> [Activities]:
- a) Rewrite the travel passage from "Here are some" to "them with it.", putting "online albums" in place of "digital albums".
- b) According to the travel passage, where did the writer take a private cooking lesson to learn how to make stuffed paratha?

Like most travel advisers, I love traveling so much that I made it my career. There are certainly more financially rewarding options, and I personally had a near miss with law school in my late 20s, but followed my heart to a life spent learning about our beautiful world, my work days filled with maps, itinerary designs, hotel and tour options and restaurant reviews. For me, this saying is true: let the beauty we love, be what we do.


The downside of making a hobby a vocation, is that when you can't do one, you're doubly marooned. Neither can fill the void the other left behind. Which is where those of us in the travel industry find ourselves during the Covid-19 apocalypse. We can't plan trips for anyone, including ourselves.


Whether or not you are a member of the industry, travel might also be a vitally important part of your life; the way you reward yourself, the past-time that inspires you the most, the activity that gives you a sense of freedom. You might also be wondering how to stay connected to such an important part of life despite having clipped wings.


Here are some suggestions that are working for me:


1/ Organize your travel photos. Finally, yes, there is time to cull, edit and file photos into digital albums, and order prints of favorites using an online service. Even picture frames and photo tiles can be ordered online. Make an album for a friend of a trip you took together and surprise them with it.


2/ Try those complex recipes for foreign dishes that you love and can't get at the moment. It might take a couple of hours, but time is a plentiful ingredient right now. Several years ago, I took a private cooking lesson in Kerala specifically to learn how to make stuffed paratha, the delicious flatbread I eat for breakfast every day when I am in India. I even recorded the lesson on my phone. Last weekend, I finally made them, and they were pretty good. The smells of the spices took me back to a country I can't wait to return to.


3/ Do a craft project inspired by one of your trips. If you're like me, you have photos of cute ideas, and possibly even a drawer full of fabric, beads or other interesting notions purchased with a project in mind. On a trip to Peru, I fell in love with a gorgeous pom-pom room divider, but couldn't find the right color combination, so bought skeins of wool and downloaded instructions on how to make pom-poms. A shopping foray in a vintage kimono store in Tokyo yielded beautiful silk fabric which can easily be taken apart and re-purposed into cushion covers.

> [Source data]:
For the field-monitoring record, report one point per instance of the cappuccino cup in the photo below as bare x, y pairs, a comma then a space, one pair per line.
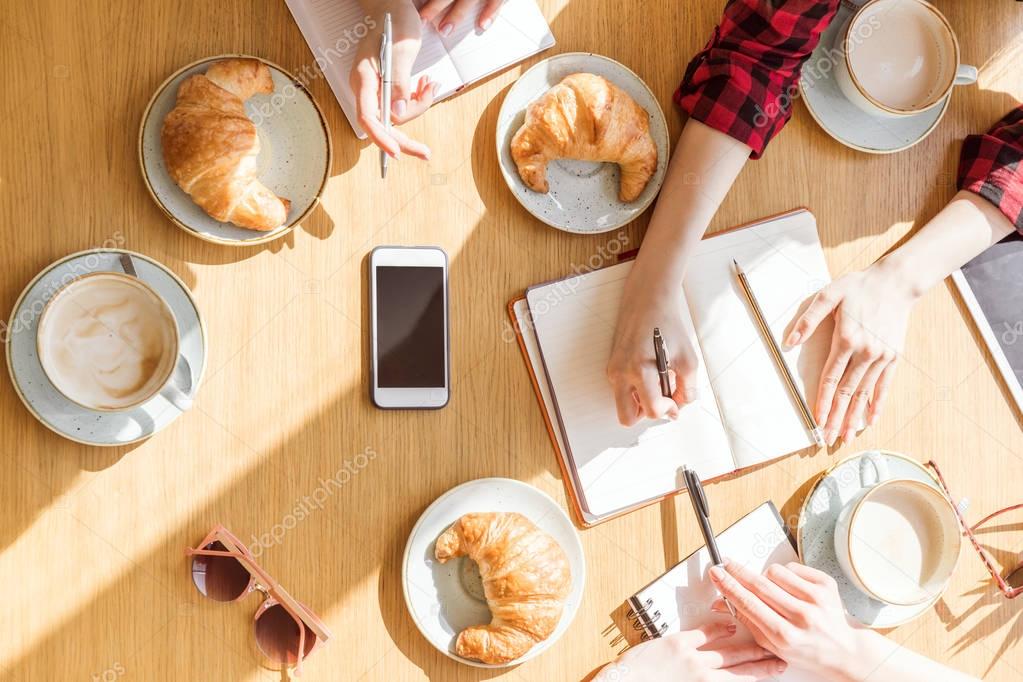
899, 57
108, 342
897, 540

> [Exercise answers]:
- a)
Here are some suggestions that are working for me:


1/ Organize your travel photos. Finally, yes, there is time to cull, edit and file photos into online albums, and order prints of favorites using an online service. Even picture frames and photo tiles can be ordered online. Make an album for a friend of a trip you took together and surprise them with it.

- b) In Kerala.